TEXTAUSZUG:
"""

Fontauna

ETH Zürich // 2023

  • Sven Joliat Planer

    Sandro Straube, Roger Boltshauser

    Assistenz

    Fujan Fahmi

    Landschaftsarchitektin

    Cristiano Konstruktion

    Arno Schlüter Haustechnik

Das Unterengadin liegt im Südosten der Schweiz im Dreiländereck mit Österreich und Italien. Das Haupttal mit dem Inn ist stark geneigt, eng und wild. Auf der nördlichen Innseite befinden sich die Albula-Alpen, die Silvrettadecke und Samnaungruppe. Auf der südlichen Seite finden wir die Livigno-Alpen und die Engadiner Dolomiten. Der Topografie ist es geschuldet, dass das Klima im Unterengadin von wenigen Niederschlägen geprägt ist, ähnlich wie im Wallis. Die kontinentalen Hochalpen schützen das Tal vor feuchten atlantischen bzw. insubirischen Klimaeinflüssen. Daraus heraus gewinnt der Boden für die Landschaft eine grosse Bedeutung. Es gibt eine grosse Vielfalt an verschiedenen Böden mit unterschiedlichem Feuchtegehalt, von sauer bis kalkhaltig. Daraus erhalten wir unterschiedliche Arten von Pflanzen.

In der Schlucht vom Inn gibt es eine grosse Variabilität an Gesteinen, die mit dem Gletscher und morpholigischen Bewegungen nach unten getragen wurden. Auf der sonnigen Seite überwiegt der Schiefer, auf der schattigen Seite der Dolomit, insbesondere im Nationalpark, und das Kalkgestein. Aufgrund der Lage der Schieferflächen, die Orientierung von Falten verschiedenen Alters, die durch verformte Mineralien markierte Linien lassen sich die geomorphologischen Entwicklungen ausgezeichnet verfolgen. Vor vielen Jahren bewegte sich die afrikanische Kontinentalplatte auf die europäische zu, welche ursprünglich das Urmeer, die Tethys, voneinander trennte.

Durch das Zusammenstossen wurde ein Teil der europäische Platte in das heisse Magma im Inneren der Erdkugel nach unten gedrückt. Durch die immensen Kräfte wurde ein Aufstauchen und Überlappen der Platten herbeigeführt, wodurch die heutigen Alpen entstanden sind. Speziell in diesem Gebiet rund um Scuol ist das Unterengadiner Fenster. Hier treten über weite Strecken von rund 55 Kilometern entlang des Inntals penninische Decken zu Tage.

"""

AUFGABEN:
#1 Schreib aus dem Text über das Unterengadin die Passage von „Arno Schlüter Haustechnik“ bis einschließlich „Arten von Pflanzen.“ wortgetreu nieder.
#2 Gib sämtliche Zeilen der Auflistung weiter unten als nummerierte Liste aus. Leerzeilen und Bilder lässt du dabei weg.

AUFLISTUNG:
"""

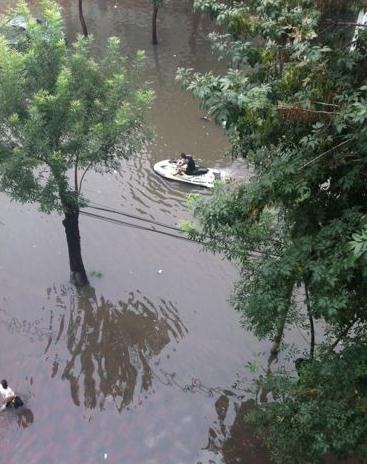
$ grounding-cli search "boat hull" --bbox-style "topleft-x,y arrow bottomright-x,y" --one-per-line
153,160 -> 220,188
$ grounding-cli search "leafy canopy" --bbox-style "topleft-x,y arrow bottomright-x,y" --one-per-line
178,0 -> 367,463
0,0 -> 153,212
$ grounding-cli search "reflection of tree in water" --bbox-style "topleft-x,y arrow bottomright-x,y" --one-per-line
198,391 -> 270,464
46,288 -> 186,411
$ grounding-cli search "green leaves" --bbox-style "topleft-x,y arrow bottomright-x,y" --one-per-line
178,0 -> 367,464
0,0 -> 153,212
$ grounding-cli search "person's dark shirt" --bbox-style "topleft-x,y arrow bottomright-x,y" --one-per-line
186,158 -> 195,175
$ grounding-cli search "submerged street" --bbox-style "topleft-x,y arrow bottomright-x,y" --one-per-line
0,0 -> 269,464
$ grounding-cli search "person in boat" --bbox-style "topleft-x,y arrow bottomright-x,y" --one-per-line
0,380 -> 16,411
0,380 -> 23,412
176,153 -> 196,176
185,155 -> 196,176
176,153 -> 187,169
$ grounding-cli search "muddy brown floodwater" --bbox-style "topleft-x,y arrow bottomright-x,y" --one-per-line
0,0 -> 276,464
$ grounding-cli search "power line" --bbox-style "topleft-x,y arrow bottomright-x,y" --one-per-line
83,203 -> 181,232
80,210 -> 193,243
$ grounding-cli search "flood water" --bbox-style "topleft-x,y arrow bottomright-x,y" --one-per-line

"""

LÖSUNGEN:
#1
Arno Schlüter Haustechnik

Das Unterengadin liegt im Südosten der Schweiz im Dreiländereck mit Österreich und Italien. Das Haupttal mit dem Inn ist stark geneigt, eng und wild. Auf der nördlichen Innseite befinden sich die Albula-Alpen, die Silvrettadecke und Samnaungruppe. Auf der südlichen Seite finden wir die Livigno-Alpen und die Engadiner Dolomiten. Der Topografie ist es geschuldet, dass das Klima im Unterengadin von wenigen Niederschlägen geprägt ist, ähnlich wie im Wallis. Die kontinentalen Hochalpen schützen das Tal vor feuchten atlantischen bzw. insubirischen Klimaeinflüssen. Daraus heraus gewinnt der Boden für die Landschaft eine grosse Bedeutung. Es gibt eine grosse Vielfalt an verschiedenen Böden mit unterschiedlichem Feuchtegehalt, von sauer bis kalkhaltig. Daraus erhalten wir unterschiedliche Arten von Pflanzen.

#2
1. $ grounding-cli search "boat hull" --bbox-style "topleft-x,y arrow bottomright-x,y" --one-per-line
2. 153,160 -> 220,188
3. $ grounding-cli search "leafy canopy" --bbox-style "topleft-x,y arrow bottomright-x,y" --one-per-line
4. 178,0 -> 367,463
5. 0,0 -> 153,212
6. $ grounding-cli search "reflection of tree in water" --bbox-style "topleft-x,y arrow bottomright-x,y" --one-per-line
7. 198,391 -> 270,464
8. 46,288 -> 186,411
9. $ grounding-cli search "green leaves" --bbox-style "topleft-x,y arrow bottomright-x,y" --one-per-line
10. 178,0 -> 367,464
11. 0,0 -> 153,212
12. $ grounding-cli search "person's dark shirt" --bbox-style "topleft-x,y arrow bottomright-x,y" --one-per-line
13. 186,158 -> 195,175
14. $ grounding-cli search "submerged street" --bbox-style "topleft-x,y arrow bottomright-x,y" --one-per-line
15. 0,0 -> 269,464
16. $ grounding-cli search "person in boat" --bbox-style "topleft-x,y arrow bottomright-x,y" --one-per-line
17. 0,380 -> 16,411
18. 0,380 -> 23,412
19. 176,153 -> 196,176
20. 185,155 -> 196,176
21. 176,153 -> 187,169
22. $ grounding-cli search "muddy brown floodwater" --bbox-style "topleft-x,y arrow bottomright-x,y" --one-per-line
23. 0,0 -> 276,464
24. $ grounding-cli search "power line" --bbox-style "topleft-x,y arrow bottomright-x,y" --one-per-line
25. 83,203 -> 181,232
26. 80,210 -> 193,243
27. $ grounding-cli search "flood water" --bbox-style "topleft-x,y arrow bottomright-x,y" --one-per-line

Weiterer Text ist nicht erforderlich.